AIM OF THE EXERCISE:
Please rewrite the rows that start at the line containing "Rules: pick out each instance of the column" and end with the line containing "104], [349, 120]]", changing "column" to "pillar" and leaving everything else as it is.

★ ★ ★ ★ ★

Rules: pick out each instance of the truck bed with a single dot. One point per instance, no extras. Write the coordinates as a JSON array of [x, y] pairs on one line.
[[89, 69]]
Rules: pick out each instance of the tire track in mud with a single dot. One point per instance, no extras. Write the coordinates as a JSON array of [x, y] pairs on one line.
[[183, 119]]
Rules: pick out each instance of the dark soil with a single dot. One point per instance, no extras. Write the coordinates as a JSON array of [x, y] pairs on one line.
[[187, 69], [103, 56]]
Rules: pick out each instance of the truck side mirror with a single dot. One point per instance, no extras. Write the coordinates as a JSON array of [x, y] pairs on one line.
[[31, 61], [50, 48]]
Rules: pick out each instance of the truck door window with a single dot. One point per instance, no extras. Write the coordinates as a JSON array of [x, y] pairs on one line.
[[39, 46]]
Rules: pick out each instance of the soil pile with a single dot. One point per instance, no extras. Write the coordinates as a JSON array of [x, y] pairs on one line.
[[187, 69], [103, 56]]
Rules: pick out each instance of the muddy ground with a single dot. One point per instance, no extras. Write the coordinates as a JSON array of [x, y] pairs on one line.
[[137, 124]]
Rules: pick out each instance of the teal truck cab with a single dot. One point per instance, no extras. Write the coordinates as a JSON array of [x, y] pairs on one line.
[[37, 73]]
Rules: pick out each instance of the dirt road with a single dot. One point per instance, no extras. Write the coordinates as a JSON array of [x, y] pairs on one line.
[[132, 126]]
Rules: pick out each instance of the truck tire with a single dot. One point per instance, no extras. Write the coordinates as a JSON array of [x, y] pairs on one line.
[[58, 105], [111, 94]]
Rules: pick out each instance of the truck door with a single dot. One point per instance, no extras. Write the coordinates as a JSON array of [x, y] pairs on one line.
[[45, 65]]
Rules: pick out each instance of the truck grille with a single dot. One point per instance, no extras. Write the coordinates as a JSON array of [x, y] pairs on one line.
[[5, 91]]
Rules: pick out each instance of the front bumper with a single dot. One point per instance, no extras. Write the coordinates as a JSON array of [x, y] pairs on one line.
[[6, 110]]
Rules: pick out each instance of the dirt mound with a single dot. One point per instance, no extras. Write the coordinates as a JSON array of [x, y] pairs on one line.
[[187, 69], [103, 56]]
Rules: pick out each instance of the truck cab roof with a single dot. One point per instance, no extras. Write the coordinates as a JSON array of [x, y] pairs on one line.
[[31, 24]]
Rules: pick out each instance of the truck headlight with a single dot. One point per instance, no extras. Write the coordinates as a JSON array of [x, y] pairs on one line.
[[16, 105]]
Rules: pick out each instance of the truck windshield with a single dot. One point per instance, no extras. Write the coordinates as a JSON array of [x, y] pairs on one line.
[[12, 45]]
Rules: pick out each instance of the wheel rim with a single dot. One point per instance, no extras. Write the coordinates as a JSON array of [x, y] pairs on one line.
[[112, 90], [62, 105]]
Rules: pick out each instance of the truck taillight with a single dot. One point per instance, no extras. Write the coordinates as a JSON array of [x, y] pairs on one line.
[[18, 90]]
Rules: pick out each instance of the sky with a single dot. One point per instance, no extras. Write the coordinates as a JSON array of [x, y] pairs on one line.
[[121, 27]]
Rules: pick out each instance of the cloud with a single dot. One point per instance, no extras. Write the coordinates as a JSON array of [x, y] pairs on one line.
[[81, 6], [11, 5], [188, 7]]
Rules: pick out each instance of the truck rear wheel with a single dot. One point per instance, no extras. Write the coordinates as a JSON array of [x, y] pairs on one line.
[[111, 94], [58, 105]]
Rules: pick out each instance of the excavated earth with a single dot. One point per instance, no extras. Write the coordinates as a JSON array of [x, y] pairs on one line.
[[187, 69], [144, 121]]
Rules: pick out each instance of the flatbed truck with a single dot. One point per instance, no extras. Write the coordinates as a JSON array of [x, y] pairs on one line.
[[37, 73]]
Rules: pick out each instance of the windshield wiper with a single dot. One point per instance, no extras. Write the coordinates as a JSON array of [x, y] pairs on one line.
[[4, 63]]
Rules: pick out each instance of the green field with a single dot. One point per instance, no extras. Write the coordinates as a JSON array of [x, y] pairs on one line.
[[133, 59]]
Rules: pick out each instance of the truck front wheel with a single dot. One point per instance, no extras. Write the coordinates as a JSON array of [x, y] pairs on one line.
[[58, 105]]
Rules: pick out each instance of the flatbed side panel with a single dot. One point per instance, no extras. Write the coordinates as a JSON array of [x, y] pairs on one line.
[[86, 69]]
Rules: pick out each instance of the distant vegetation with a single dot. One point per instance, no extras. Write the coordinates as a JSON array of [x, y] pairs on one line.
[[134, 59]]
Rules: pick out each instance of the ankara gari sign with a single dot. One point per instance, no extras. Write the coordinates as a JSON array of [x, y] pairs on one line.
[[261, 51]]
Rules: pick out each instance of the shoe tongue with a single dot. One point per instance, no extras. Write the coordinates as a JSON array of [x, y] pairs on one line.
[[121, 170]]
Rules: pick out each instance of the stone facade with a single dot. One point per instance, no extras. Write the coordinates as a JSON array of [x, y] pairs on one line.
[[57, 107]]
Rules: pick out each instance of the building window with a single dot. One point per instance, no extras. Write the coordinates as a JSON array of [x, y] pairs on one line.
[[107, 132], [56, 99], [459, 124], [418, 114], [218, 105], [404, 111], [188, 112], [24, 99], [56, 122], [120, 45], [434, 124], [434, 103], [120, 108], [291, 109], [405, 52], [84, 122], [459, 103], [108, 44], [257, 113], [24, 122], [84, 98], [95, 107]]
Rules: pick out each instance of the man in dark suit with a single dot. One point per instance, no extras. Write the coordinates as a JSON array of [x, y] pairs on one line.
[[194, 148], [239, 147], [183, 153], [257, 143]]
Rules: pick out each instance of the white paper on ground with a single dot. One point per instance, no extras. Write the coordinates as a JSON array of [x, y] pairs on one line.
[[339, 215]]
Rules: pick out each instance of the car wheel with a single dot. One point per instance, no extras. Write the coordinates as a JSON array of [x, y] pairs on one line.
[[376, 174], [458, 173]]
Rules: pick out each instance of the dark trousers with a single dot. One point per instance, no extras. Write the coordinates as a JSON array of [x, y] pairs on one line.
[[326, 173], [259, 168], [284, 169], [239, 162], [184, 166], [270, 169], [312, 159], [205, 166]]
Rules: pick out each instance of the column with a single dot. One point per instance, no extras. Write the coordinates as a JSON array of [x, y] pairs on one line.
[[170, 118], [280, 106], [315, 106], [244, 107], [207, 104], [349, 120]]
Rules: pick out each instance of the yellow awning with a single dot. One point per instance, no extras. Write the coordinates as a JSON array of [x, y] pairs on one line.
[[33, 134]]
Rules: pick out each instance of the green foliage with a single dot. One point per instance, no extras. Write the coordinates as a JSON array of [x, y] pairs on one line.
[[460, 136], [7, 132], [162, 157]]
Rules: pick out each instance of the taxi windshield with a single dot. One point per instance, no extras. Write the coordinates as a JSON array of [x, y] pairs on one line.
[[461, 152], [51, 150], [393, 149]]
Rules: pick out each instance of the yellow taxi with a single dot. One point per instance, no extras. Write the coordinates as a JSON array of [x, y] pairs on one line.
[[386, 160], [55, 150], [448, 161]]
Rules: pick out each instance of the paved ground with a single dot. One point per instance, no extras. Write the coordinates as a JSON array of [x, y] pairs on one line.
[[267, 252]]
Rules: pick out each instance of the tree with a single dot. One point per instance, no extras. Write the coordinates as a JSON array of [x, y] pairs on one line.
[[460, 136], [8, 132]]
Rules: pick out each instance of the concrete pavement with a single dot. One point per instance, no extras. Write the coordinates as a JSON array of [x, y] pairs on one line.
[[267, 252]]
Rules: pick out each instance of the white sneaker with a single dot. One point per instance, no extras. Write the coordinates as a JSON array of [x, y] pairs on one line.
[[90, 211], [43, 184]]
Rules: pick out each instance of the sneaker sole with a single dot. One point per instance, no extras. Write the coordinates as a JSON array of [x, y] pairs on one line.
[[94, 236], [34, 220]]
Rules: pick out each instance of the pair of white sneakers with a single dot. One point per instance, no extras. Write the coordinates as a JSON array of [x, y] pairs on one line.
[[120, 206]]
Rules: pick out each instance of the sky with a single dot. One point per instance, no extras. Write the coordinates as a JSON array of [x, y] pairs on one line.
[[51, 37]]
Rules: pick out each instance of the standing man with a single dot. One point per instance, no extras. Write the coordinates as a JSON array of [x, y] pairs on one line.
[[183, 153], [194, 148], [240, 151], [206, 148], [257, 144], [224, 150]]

★ ★ ★ ★ ★

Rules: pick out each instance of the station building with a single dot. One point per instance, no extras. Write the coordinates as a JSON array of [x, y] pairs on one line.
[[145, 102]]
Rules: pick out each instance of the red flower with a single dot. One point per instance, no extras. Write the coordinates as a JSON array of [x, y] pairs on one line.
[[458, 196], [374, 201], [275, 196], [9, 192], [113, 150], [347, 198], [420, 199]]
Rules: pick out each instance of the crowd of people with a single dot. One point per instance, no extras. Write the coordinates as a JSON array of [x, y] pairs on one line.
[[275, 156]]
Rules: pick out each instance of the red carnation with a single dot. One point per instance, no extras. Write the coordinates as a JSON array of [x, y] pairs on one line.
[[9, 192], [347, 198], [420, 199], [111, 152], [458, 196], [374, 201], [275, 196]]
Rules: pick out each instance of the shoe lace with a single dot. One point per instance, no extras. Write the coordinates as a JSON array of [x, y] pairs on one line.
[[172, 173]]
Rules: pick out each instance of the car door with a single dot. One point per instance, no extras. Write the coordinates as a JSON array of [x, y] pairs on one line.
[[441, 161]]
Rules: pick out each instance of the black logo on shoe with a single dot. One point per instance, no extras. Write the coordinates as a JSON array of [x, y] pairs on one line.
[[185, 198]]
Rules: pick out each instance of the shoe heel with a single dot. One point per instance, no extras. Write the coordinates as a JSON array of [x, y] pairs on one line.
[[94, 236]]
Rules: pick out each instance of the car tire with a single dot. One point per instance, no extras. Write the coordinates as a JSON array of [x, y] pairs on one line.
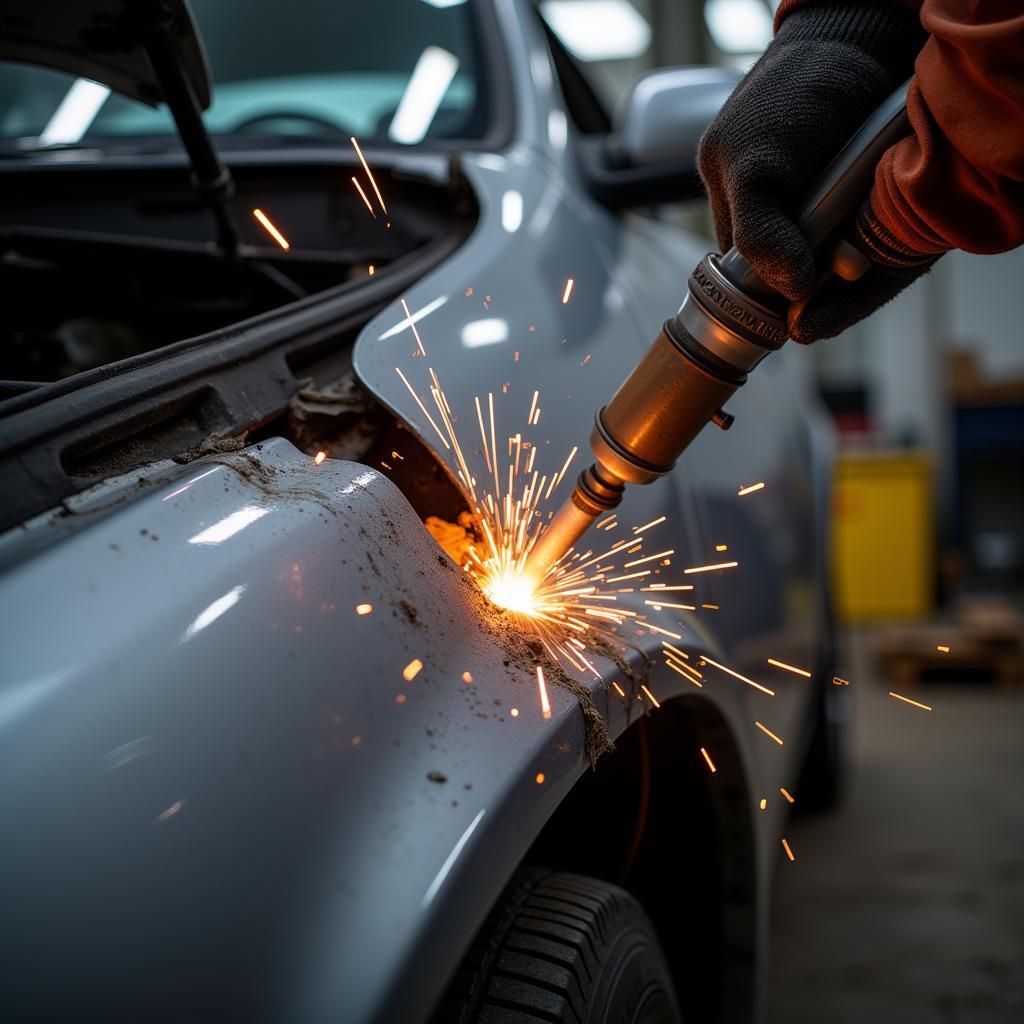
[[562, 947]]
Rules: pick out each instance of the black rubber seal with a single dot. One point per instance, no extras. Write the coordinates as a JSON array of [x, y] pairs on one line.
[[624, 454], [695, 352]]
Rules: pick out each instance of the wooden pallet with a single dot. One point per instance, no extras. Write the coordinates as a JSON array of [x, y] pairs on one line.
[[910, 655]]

★ ★ ★ ★ ★

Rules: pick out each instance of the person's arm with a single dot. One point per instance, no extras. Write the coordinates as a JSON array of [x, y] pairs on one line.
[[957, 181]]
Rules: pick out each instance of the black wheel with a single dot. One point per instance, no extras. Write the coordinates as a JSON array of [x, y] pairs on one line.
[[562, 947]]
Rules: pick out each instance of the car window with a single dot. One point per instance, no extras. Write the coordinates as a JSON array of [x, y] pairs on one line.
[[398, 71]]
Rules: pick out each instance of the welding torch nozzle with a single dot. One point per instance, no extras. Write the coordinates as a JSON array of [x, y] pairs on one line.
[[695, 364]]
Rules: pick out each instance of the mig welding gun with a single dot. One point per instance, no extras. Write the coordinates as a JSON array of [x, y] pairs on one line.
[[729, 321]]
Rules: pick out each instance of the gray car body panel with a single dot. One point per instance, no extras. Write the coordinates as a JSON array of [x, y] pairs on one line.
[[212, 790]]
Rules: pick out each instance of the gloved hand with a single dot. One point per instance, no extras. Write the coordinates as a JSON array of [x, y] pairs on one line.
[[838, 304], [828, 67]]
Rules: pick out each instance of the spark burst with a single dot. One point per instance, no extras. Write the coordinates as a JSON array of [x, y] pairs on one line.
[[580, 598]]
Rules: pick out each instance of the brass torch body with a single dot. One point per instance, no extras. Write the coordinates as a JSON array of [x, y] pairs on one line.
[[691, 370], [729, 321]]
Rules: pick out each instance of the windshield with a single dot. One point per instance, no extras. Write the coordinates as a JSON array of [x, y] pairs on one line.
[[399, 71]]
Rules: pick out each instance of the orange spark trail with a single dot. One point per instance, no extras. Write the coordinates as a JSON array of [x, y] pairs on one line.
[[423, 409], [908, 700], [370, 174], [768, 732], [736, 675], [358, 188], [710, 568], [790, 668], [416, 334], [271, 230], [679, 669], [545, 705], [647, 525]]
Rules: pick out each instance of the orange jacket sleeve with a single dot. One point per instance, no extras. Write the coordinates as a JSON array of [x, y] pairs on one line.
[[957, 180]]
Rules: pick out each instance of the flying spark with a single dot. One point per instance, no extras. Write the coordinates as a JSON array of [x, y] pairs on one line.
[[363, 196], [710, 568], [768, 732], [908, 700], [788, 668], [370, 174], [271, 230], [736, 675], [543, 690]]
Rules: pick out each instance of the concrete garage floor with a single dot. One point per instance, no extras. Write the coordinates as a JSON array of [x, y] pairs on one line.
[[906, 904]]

★ ★ ★ ★ ★

FULL SOLUTION:
Rules: pick out each instance of the pillar with a single dot. One point per instance, no extras. Write the coordinates as a JSON array of [x, y] pairs on one line.
[[170, 118], [280, 106], [315, 106], [244, 107], [207, 104], [349, 120]]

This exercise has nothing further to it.